Instructions to follow:
An exact copy of the lines from the one containing "short sleeve, the" through the last line below is required; include both of those lines and no others.

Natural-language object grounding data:
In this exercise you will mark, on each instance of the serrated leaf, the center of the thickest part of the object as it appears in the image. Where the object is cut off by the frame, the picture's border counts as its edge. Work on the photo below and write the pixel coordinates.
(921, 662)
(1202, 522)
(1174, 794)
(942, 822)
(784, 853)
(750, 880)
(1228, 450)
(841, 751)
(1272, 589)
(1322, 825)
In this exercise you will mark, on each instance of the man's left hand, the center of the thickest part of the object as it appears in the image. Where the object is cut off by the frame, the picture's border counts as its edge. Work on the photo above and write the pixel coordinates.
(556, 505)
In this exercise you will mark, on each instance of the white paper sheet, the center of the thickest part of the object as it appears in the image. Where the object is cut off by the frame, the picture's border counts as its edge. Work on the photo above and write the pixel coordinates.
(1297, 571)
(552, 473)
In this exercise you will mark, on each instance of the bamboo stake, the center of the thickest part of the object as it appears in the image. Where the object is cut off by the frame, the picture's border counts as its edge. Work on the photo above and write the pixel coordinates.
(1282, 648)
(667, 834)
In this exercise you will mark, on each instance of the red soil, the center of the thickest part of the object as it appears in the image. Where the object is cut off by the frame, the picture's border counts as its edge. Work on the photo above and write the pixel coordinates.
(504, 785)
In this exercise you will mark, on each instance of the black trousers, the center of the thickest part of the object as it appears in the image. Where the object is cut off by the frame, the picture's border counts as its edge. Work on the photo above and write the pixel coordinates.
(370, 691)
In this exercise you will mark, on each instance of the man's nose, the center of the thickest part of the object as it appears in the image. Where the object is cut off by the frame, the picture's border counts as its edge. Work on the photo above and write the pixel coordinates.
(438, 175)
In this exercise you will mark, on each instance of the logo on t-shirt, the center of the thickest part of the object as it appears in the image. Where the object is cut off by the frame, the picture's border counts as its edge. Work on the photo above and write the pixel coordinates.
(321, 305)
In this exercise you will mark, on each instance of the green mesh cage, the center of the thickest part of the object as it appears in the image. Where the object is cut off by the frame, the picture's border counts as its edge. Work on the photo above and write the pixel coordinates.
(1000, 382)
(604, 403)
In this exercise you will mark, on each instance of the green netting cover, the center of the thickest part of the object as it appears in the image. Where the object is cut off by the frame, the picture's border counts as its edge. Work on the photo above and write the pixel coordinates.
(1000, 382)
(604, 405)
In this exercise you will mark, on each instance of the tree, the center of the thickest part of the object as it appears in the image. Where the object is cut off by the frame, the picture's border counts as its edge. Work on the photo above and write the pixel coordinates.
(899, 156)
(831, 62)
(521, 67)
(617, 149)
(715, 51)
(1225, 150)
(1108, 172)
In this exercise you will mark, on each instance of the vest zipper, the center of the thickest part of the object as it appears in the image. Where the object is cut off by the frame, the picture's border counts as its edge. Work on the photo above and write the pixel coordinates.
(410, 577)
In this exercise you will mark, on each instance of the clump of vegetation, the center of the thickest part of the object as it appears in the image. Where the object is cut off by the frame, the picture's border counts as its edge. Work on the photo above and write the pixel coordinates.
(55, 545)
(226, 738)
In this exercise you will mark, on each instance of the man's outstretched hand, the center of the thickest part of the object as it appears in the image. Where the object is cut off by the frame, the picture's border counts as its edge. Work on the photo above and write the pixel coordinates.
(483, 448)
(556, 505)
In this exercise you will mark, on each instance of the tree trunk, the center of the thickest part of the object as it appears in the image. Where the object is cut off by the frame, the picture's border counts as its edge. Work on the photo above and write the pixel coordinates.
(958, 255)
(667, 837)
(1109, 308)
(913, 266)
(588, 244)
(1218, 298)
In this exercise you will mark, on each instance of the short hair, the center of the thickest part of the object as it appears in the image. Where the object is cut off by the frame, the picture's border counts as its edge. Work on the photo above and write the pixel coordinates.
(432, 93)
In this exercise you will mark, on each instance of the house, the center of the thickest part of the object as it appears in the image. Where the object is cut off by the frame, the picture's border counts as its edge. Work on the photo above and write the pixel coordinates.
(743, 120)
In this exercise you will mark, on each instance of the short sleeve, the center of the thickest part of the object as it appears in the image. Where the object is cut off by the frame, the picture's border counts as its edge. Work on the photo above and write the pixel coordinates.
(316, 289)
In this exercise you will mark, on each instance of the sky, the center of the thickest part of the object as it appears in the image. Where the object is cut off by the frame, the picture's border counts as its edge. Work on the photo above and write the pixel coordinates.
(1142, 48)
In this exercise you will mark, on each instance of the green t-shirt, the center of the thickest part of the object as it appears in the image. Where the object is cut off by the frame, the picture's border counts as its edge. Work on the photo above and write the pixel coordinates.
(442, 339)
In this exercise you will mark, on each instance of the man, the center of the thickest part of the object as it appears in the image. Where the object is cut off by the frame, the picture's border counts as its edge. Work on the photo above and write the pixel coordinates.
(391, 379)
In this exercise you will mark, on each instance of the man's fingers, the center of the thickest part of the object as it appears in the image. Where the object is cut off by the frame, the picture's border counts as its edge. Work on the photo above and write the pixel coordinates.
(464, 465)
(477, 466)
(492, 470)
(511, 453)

Exercise output:
In this exercise you will mark, on each instance of the short sleeve, the center of the thickest part of the object as it appears in the image. Where the object is cut off by the frame, the picture's border counts as its edge. Work on the photo above and write the pixel coordinates.
(316, 289)
In this exercise you will mark, on each instance of the sky, the center of the thickest part of the object as it appears in the image. Where the object is cut off by the frame, the picture's border counts as its edge. Work on the photo above and write the pixel coordinates.
(1142, 48)
In this exercise you will mark, on each instance of the green t-shirt, the center of the thickest part of the object as it appears in the image. Where the object is cut off by the frame, the picture's border counts as its edge. Work on the photo above and write the pixel coordinates.
(442, 339)
In this exercise you will mark, on each instance of the man, the center of the thickest part of the object as it appears in the image. Where the object is cut off by the frame, the picture's border counts as its edge. Work on the photo above and write the pixel coordinates.
(391, 379)
In this exercise you will mark, on each instance of the man's fingers, the center of the thickest part of the object as it appears in the image. Where the object is cut off by the frame, the picture's border counts as its edge. Work on the photo above and write the pixel coordinates.
(464, 465)
(477, 466)
(492, 470)
(511, 453)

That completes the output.